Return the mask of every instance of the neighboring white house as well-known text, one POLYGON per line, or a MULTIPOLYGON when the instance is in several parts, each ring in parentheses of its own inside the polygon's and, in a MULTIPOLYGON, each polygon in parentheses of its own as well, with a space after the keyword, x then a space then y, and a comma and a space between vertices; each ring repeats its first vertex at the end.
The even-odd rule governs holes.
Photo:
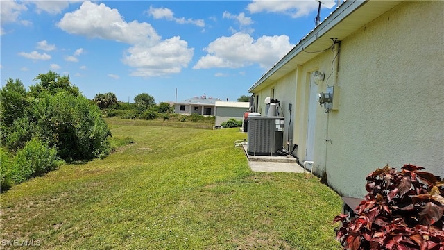
POLYGON ((174 104, 174 112, 182 115, 197 113, 202 115, 214 115, 214 103, 217 98, 194 97, 174 104))
POLYGON ((250 103, 248 102, 216 101, 214 115, 216 126, 230 119, 242 121, 244 112, 248 111, 250 103))
POLYGON ((386 164, 444 177, 443 13, 442 1, 345 1, 249 89, 255 111, 279 99, 284 144, 343 196, 362 198, 386 164))

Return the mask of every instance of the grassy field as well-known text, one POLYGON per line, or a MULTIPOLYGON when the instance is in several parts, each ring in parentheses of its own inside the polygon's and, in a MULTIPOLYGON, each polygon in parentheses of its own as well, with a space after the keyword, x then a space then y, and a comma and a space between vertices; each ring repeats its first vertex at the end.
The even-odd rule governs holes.
POLYGON ((238 128, 107 122, 134 143, 1 194, 2 248, 341 249, 339 196, 304 174, 252 172, 238 128))

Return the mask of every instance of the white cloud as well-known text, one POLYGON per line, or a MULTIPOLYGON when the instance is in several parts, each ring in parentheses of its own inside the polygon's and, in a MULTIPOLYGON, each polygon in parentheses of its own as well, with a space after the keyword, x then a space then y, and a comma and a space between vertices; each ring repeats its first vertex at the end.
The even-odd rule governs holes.
POLYGON ((65 57, 65 60, 67 62, 78 62, 78 59, 74 56, 67 56, 65 57))
POLYGON ((180 72, 191 60, 194 49, 180 37, 173 37, 151 47, 134 46, 126 51, 123 63, 135 67, 137 76, 158 76, 180 72))
POLYGON ((60 14, 62 10, 69 6, 68 1, 33 1, 36 7, 36 12, 41 13, 44 11, 49 14, 60 14))
POLYGON ((251 13, 279 12, 297 18, 306 16, 316 10, 318 5, 318 2, 316 1, 253 0, 247 6, 247 10, 251 13))
POLYGON ((137 21, 126 22, 117 9, 89 1, 83 2, 78 10, 65 13, 57 25, 71 34, 130 44, 153 44, 160 40, 151 24, 137 21))
POLYGON ((56 45, 48 44, 48 42, 46 40, 42 40, 37 42, 37 49, 51 51, 56 49, 56 45))
MULTIPOLYGON (((168 11, 157 15, 168 16, 168 11)), ((122 62, 135 68, 133 76, 179 73, 193 57, 194 49, 188 48, 188 43, 180 37, 162 40, 151 24, 127 22, 117 9, 104 3, 83 2, 79 9, 65 14, 57 25, 69 33, 130 44, 123 52, 122 62)))
POLYGON ((173 18, 174 18, 174 13, 168 8, 153 8, 153 6, 150 6, 147 12, 154 19, 164 18, 167 20, 173 20, 173 18))
POLYGON ((214 74, 214 76, 216 76, 216 77, 225 77, 225 76, 228 76, 228 74, 225 74, 225 73, 218 72, 218 73, 214 74))
POLYGON ((51 59, 51 56, 48 55, 46 53, 40 53, 35 51, 31 52, 31 53, 26 53, 26 52, 20 52, 19 53, 19 55, 26 57, 26 58, 29 58, 29 59, 34 59, 34 60, 49 60, 51 59))
POLYGON ((74 56, 80 56, 83 53, 83 49, 80 48, 76 49, 76 52, 74 52, 74 56))
POLYGON ((33 22, 28 20, 20 20, 20 24, 26 26, 30 26, 33 25, 33 22))
POLYGON ((174 17, 174 13, 173 12, 173 11, 167 8, 153 8, 152 6, 150 6, 150 8, 147 10, 147 12, 148 15, 156 19, 164 18, 166 20, 174 21, 176 23, 180 24, 191 24, 199 27, 203 27, 205 26, 205 22, 203 19, 194 19, 192 18, 185 19, 185 17, 174 17))
POLYGON ((251 17, 247 17, 245 16, 245 13, 241 12, 239 15, 232 15, 228 11, 225 11, 222 15, 223 18, 232 19, 237 20, 241 26, 251 25, 253 22, 251 20, 251 17))
POLYGON ((51 65, 49 65, 49 67, 51 69, 60 69, 62 68, 59 65, 56 63, 51 63, 51 65))
POLYGON ((117 74, 108 74, 108 76, 111 77, 111 78, 113 78, 114 79, 119 79, 120 78, 120 76, 119 76, 117 74))
POLYGON ((250 35, 237 33, 231 37, 221 37, 212 42, 204 50, 193 69, 212 67, 237 68, 259 64, 268 69, 293 48, 285 35, 262 36, 255 40, 250 35))

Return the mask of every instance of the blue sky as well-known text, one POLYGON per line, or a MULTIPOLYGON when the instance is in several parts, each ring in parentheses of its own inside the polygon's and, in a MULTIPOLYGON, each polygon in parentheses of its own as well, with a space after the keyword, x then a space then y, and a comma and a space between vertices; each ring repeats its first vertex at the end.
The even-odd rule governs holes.
MULTIPOLYGON (((49 70, 88 99, 236 101, 314 28, 309 1, 0 1, 1 85, 49 70)), ((321 20, 332 9, 321 8, 321 20)))

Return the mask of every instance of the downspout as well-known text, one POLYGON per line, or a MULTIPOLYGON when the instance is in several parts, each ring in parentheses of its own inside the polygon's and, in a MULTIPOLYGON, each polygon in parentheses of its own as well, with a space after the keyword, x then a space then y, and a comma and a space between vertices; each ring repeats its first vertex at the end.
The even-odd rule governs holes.
MULTIPOLYGON (((333 78, 332 79, 332 85, 336 87, 338 85, 338 75, 339 75, 339 51, 341 50, 341 41, 338 41, 337 38, 331 38, 333 41, 333 48, 332 48, 332 51, 334 56, 333 57, 333 61, 332 62, 332 72, 333 75, 333 78)), ((327 79, 326 84, 328 85, 328 78, 327 79)), ((333 97, 334 98, 334 96, 333 97)), ((327 126, 325 128, 325 158, 324 160, 324 162, 325 163, 325 178, 327 178, 327 150, 328 150, 328 143, 332 144, 332 139, 328 137, 328 126, 329 126, 329 120, 330 120, 330 112, 332 110, 329 110, 327 112, 327 126)), ((327 179, 324 180, 327 182, 327 179)), ((327 183, 328 184, 328 183, 327 183)))

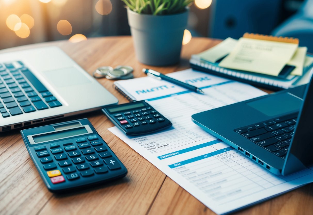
════════
**What is being asked:** Reproduce every row above with "well-known text" swapped for "WKT" and everything else left as it is. Leave the pictures out.

**Result of this task:**
Return the mask of every instance of the neighboring white house as WKT, one POLYGON per line, or a MULTIPOLYGON when the instance is in several parts, each ring in parentheses of its own inside the polygon's and, in a MULTIPOLYGON, each polygon in parentheses of its own as well, with a space after the keyword, x then a space then y, and a comma and a space between vertices; each ring repeats its first vertex at the end.
The even-odd rule governs holes.
Photo:
POLYGON ((174 104, 174 112, 182 115, 197 113, 202 115, 214 115, 214 103, 217 98, 194 97, 174 104))
POLYGON ((250 103, 248 102, 216 101, 214 115, 216 126, 230 119, 242 121, 244 112, 248 111, 250 103))
POLYGON ((386 164, 444 177, 443 13, 442 1, 345 1, 249 89, 255 111, 279 99, 284 144, 343 196, 362 198, 386 164))

Return the mask of every instance of the grassy field as WKT, one POLYGON per line, or a MULTIPOLYGON when the instance is in several parts, each ring in parentheses of its own inside the polygon's and, in a MULTIPOLYGON, each polygon in parentheses of its own as well, with a space after the keyword, x then a space then y, and a comma and a space between vertices; each ring repeats its first vertex at the end.
The even-odd rule governs holes.
POLYGON ((238 128, 107 122, 134 143, 1 194, 2 248, 341 249, 339 196, 304 174, 252 172, 238 128))

Return the mask of every instance of the white cloud as WKT, one POLYGON per line, or a MULTIPOLYGON when the instance is in several parts, each ring in parentheses of its own inside the polygon's and, in a MULTIPOLYGON, each polygon in parentheses of its own as well, with a space after the keyword, x then a space then y, and a comma and a space between vertices; each ring repeats its first vertex at the end.
The even-odd rule governs holes.
POLYGON ((65 57, 65 60, 67 62, 78 62, 78 59, 74 56, 67 56, 65 57))
POLYGON ((180 72, 191 60, 194 49, 180 37, 173 37, 151 47, 134 46, 126 51, 123 63, 135 67, 137 76, 158 76, 180 72))
POLYGON ((60 14, 62 10, 69 6, 68 1, 33 1, 36 7, 36 12, 41 13, 44 11, 49 14, 60 14))
POLYGON ((251 13, 279 12, 297 18, 306 16, 316 10, 318 5, 318 2, 316 1, 253 0, 247 6, 247 10, 251 13))
POLYGON ((137 21, 126 22, 117 9, 89 1, 83 2, 78 10, 65 13, 57 25, 71 34, 130 44, 153 44, 160 40, 151 24, 137 21))
POLYGON ((56 45, 48 44, 48 42, 46 40, 42 40, 37 42, 37 49, 51 51, 56 49, 56 45))
MULTIPOLYGON (((168 11, 157 15, 168 16, 168 11)), ((122 62, 135 68, 133 76, 179 73, 193 57, 194 49, 188 48, 188 43, 180 37, 162 40, 151 24, 127 22, 117 9, 104 3, 83 2, 79 9, 65 14, 57 25, 69 33, 130 44, 123 52, 122 62)))
POLYGON ((173 18, 174 18, 174 13, 168 8, 153 8, 153 6, 150 6, 147 12, 154 19, 164 18, 167 20, 173 20, 173 18))
POLYGON ((214 74, 214 76, 216 76, 216 77, 225 77, 225 76, 228 76, 228 74, 225 74, 225 73, 218 72, 218 73, 214 74))
POLYGON ((51 59, 51 56, 48 55, 46 53, 40 53, 35 51, 31 52, 31 53, 26 53, 26 52, 20 52, 19 53, 19 55, 26 57, 26 58, 29 58, 29 59, 34 59, 34 60, 49 60, 51 59))
POLYGON ((74 56, 80 56, 83 53, 83 49, 80 48, 76 49, 76 52, 74 52, 74 56))
POLYGON ((33 22, 28 20, 20 20, 20 24, 26 26, 30 26, 33 25, 33 22))
POLYGON ((174 17, 174 13, 173 12, 173 11, 167 8, 153 8, 152 6, 150 6, 150 8, 147 10, 147 12, 148 15, 156 19, 164 18, 166 20, 174 21, 176 23, 180 24, 191 24, 199 27, 203 27, 205 26, 205 22, 203 19, 194 19, 192 18, 185 19, 185 17, 174 17))
POLYGON ((251 17, 247 17, 245 16, 245 13, 241 12, 239 15, 232 15, 228 11, 225 11, 222 15, 223 18, 232 19, 237 20, 241 26, 251 25, 253 22, 251 20, 251 17))
POLYGON ((51 65, 49 65, 49 67, 51 69, 60 69, 62 68, 59 65, 56 63, 51 63, 51 65))
POLYGON ((117 74, 108 74, 108 76, 111 77, 111 78, 113 78, 114 79, 119 79, 120 78, 120 76, 119 76, 117 74))
POLYGON ((250 35, 237 33, 231 37, 221 37, 212 42, 204 50, 193 69, 212 67, 237 68, 259 64, 268 69, 293 48, 285 35, 262 36, 255 40, 250 35))

Return the mask of every instance of the blue sky as WKT, one POLYGON per line, or a MULTIPOLYGON when the instance is in several parts, each ring in parentheses of its own inside the polygon's and, in a MULTIPOLYGON, each polygon in parentheses of its own as well, with a space after the keyword, x then a space then y, and a comma and a space between vertices; each ring repeats its first vertex at the end.
The even-odd rule governs holes.
MULTIPOLYGON (((49 70, 88 99, 236 101, 314 28, 309 1, 0 1, 1 85, 49 70)), ((321 20, 332 9, 321 8, 321 20)))

Return the mask of every instance of the downspout as WKT, one POLYGON per line, or a MULTIPOLYGON when the instance is in several parts, each ring in parentheses of its own inside the polygon's and, in a MULTIPOLYGON, each polygon in parentheses of its own as well, with a space after the keyword, x then a space then y, and a comma and a space between vertices; each ring repeats its first vertex at the end.
The even-odd rule governs holes.
MULTIPOLYGON (((333 78, 332 79, 332 85, 336 87, 338 85, 338 75, 339 75, 339 51, 341 50, 341 41, 338 41, 337 38, 331 38, 333 41, 333 48, 332 48, 332 51, 334 56, 333 57, 333 61, 332 62, 332 72, 333 75, 333 78)), ((327 79, 326 84, 328 85, 328 78, 327 79)), ((333 97, 334 98, 334 96, 333 97)), ((327 126, 325 128, 325 158, 324 160, 324 162, 325 163, 325 178, 327 178, 327 150, 328 150, 328 143, 332 144, 332 139, 328 137, 328 126, 329 126, 329 120, 330 120, 330 112, 332 110, 329 110, 327 112, 327 126)), ((327 179, 324 180, 327 182, 327 179)), ((327 183, 328 184, 328 183, 327 183)))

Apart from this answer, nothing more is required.